* [Work instruction 1] Copy out the part of the text on phylogenetic groups starting with "In this phylogenetic" and going on through "tarsiers, in red).".
* [Work instruction 2] In the text on phylogenetic groups, which primates make up the polyphyly on the primate cladogram?
* [Work instruction 3] Give what follows the last sentence of the text on phylogenetic groups.

* [Supplied text]

In this phylogenetic tree, the blue and red groups (which are both monophyletic) do not share an immediate common ancestor. If they are grouped together because they share characteristics which appear to be similar, then their combination forms a polyphyletic group.
Cladogram of the primates, showing a monophyly (the simians, in yellow), a paraphyly (the prosimians, in cyan, including the red patch), and a polyphyly (the night-active primates, the lorises and the tarsiers, in red).
Phylogenetic groups: A monophyletic taxon (in yellow, the clade Sauropsida grouping "reptiles and birds") contains a common ancestor and all of its descendants. A paraphyletic taxon (in cyan, the "reptiles") contains its most recent common ancestor, but does not contain all the descendants of that ancestor. A polyphyletic taxon (in red, the group Haemothermia containing warm-blooded tetrapods) does not contain the most recent common ancestor of all its members.

[Collected data entries]
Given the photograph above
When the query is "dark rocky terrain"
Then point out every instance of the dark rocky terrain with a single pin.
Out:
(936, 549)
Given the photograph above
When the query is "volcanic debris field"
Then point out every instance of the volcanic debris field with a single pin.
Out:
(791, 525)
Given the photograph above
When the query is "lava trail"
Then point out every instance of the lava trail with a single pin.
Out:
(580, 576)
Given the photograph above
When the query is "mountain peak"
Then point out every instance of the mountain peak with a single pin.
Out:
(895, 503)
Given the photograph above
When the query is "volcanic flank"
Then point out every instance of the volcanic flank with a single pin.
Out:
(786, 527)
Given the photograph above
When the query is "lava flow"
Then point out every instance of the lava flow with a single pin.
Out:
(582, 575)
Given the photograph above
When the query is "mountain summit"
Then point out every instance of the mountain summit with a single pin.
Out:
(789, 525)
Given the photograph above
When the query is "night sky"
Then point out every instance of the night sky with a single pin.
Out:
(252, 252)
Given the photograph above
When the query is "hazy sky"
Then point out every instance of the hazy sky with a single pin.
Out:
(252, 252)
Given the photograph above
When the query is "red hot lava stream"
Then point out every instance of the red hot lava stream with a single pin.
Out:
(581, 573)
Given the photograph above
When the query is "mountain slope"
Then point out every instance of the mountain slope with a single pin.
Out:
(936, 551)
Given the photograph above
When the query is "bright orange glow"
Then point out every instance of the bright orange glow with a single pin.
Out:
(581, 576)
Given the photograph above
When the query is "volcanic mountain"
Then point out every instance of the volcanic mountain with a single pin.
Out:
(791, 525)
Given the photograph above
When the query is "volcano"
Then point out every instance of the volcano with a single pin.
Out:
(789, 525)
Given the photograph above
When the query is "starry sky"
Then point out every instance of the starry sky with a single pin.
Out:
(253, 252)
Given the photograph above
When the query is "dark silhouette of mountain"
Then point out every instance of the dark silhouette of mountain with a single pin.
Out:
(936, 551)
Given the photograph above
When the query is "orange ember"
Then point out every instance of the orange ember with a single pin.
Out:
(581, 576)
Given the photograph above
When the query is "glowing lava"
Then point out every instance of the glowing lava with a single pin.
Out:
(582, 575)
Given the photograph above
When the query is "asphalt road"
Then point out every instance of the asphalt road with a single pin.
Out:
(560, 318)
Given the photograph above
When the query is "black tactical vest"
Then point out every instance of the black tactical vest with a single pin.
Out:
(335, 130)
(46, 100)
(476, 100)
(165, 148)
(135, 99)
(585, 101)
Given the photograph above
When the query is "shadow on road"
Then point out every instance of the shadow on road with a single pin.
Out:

* [Exercise result 1]
In this phylogenetic tree, the blue and red groups (which are both monophyletic) do not share an immediate common ancestor. If they are grouped together because they share characteristics which appear to be similar, then their combination forms a polyphyletic group.
Cladogram of the primates, showing a monophyly (the simians, in yellow), a paraphyly (the prosimians, in cyan, including the red patch), and a polyphyly (the night-active primates, the lorises and the tarsiers, in red).

* [Exercise result 2] The night-active primates, the lorises and the tarsiers.

* [Exercise result 3]
A polyphyletic group is an assemblage that includes organisms with mixed evolutionary origin but does not include their most recent common ancestor. The term is often applied to groups that share similar features known as homoplasies, which are explained as a result of convergent evolution. The arrangement of the members of a polyphyletic group is called a polyphyly /ˈpɒlɪˌfaɪli/. It is contrasted with monophyly and paraphyly.

For example, the biological characteristic of warm-bloodedness evolved separately in the ancestors of mammals and the ancestors of birds; "warm-blooded animals" is therefore a polyphyletic grouping. Other examples of polyphyletic groups are algae, C4 photosynthetic plants, and edentates.

Many taxonomists aim to avoid homoplasies in grouping taxa together, with a goal to identify and eliminate groups that are found to be polyphyletic. This is often the stimulus for major revisions of the classification schemes. Researchers concerned more with ecology than with systematics may take polyphyletic groups as legitimate subject matter; the similarities in activity within the fungus group Alternaria, for example, can lead researchers to regard the group as a valid genus while acknowledging its polyphyly. In recent research, the concepts of monophyly, paraphyly, and polyphyly have been used in deducing key genes for barcoding of diverse groups of species.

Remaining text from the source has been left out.